Caster_innen sind bereits früh in die Filmprojektentwicklung eingebunden. Von der Produktion oder Regie bekommen sie das Drehbuch, wobei die ersten Ideen zur Besetzung schon bei der Lektüre aufkommen, meinen beide Castingdirektorinnen. Je nach Projekt werden die Wunschschauspieler_innen direkt angefragt und/oder ein E-Casting und/oder Live-Casting organisiert. Die Besetzungsvorschläge der Caster_innen werden der Regie und Produktion präsentiert. Alle Beteiligten müssen überzeugt sein oder werden, daher sind Rollenbesetzungen meist ein breiter Abstimmungs- und Koordinationsprozess für Caster_innen.
Eine Tätigkeit als Caster_in setzt voraus, gerne mit unterschiedlichen Menschen zu arbeiten und zwischen diesen zu vermitteln. Es geht darum, die passenden Personen für ein Projekt in Kontakt zu bringen: Schauspieler_innen mit Regisseur_innen, mit Produzent_innen, beim TV-Film mit Redakteur_innen. „Ich bin eine Kupplerin mit Vision“, meint Rita Waszilovics dazu augenzwinkernd. „Ich sehe mich als Schnittstelle zwischen Schauspiel, Regie und Produktion und als Freundin der Schauspieler_innen und der Regie bzw. Produktion“, erläutert auch Deborah Congia.
Dank des Castingtrainings im Lehrplan erhalten Schauspielstudierende am Max Reinhardt Seminar praktische Hinweise für ihre Selbstpräsentation und wertvolle Einblicke in die Arbeitsweise der Caster_innen, um so für die Zeit nach der Ausbildung optimal gerüstet zu sein.

=-=-=

- **Aufgabe 1**
Zieh bitte jede Zeile aus den Einträgen heraus, in der die Zeichenfolge „wooden“ vorkommt, wobei Groß- und Kleinschreibung zählt.

Einträge der Sammlung
=-=-=

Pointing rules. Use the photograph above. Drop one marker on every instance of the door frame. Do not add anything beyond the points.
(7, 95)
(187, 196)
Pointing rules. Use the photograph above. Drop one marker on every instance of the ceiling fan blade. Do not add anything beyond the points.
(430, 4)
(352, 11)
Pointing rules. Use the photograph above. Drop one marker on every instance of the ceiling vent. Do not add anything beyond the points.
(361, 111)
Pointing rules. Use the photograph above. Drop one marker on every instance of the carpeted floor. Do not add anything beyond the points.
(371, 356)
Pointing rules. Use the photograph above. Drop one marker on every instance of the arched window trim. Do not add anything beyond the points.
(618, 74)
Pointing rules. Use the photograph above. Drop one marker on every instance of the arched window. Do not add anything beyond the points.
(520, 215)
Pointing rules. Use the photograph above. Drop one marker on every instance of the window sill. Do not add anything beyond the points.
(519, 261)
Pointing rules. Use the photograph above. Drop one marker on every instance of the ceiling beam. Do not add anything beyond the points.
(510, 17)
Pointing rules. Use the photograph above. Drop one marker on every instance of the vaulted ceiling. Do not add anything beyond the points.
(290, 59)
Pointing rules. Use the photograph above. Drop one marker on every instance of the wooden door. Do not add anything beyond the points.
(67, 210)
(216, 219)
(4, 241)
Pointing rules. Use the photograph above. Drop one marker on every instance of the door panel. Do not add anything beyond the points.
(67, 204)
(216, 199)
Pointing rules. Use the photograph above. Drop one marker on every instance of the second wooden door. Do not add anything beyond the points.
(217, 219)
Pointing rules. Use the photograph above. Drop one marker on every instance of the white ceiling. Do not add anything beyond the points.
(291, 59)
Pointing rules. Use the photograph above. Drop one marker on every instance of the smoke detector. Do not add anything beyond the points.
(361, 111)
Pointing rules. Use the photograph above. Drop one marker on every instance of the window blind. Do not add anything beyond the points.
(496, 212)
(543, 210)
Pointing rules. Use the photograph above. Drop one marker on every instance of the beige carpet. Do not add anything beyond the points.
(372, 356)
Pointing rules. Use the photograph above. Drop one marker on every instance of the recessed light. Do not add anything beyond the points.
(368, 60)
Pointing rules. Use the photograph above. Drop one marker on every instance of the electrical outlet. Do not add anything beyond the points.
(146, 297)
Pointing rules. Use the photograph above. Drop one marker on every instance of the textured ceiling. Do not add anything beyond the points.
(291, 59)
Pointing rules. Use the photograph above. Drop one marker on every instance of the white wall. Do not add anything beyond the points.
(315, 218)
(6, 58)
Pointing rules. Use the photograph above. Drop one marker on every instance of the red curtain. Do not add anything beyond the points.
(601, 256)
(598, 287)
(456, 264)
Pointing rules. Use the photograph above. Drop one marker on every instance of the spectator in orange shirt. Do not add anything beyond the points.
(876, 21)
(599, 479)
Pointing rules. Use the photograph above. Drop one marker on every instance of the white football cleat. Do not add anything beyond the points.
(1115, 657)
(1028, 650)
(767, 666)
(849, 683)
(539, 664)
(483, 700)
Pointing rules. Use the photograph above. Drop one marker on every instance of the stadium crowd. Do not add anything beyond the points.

=-=-=

- **Aufgabe 2**
Gib den Auszug über die Arbeit von Caster_innen beginnend mit „Dank des Castingtrainings“ und weiter bis einschließlich „gerüstet zu sein.“ erneut wieder, ersetze dabei aber „Selbstpräsentation“ durch „Eigenpräsentation“.

- **Vollständige Ausgabe 1**
Pointing rules. Use the photograph above. Drop one marker on every instance of the wooden door. Do not add anything beyond the points.
Pointing rules. Use the photograph above. Drop one marker on every instance of the second wooden door. Do not add anything beyond the points.

- **Vollständige Ausgabe 2**
Dank des Castingtrainings im Lehrplan erhalten Schauspielstudierende am Max Reinhardt Seminar praktische Hinweise für ihre Eigenpräsentation und wertvolle Einblicke in die Arbeitsweise der Caster_innen, um so für die Zeit nach der Ausbildung optimal gerüstet zu sein.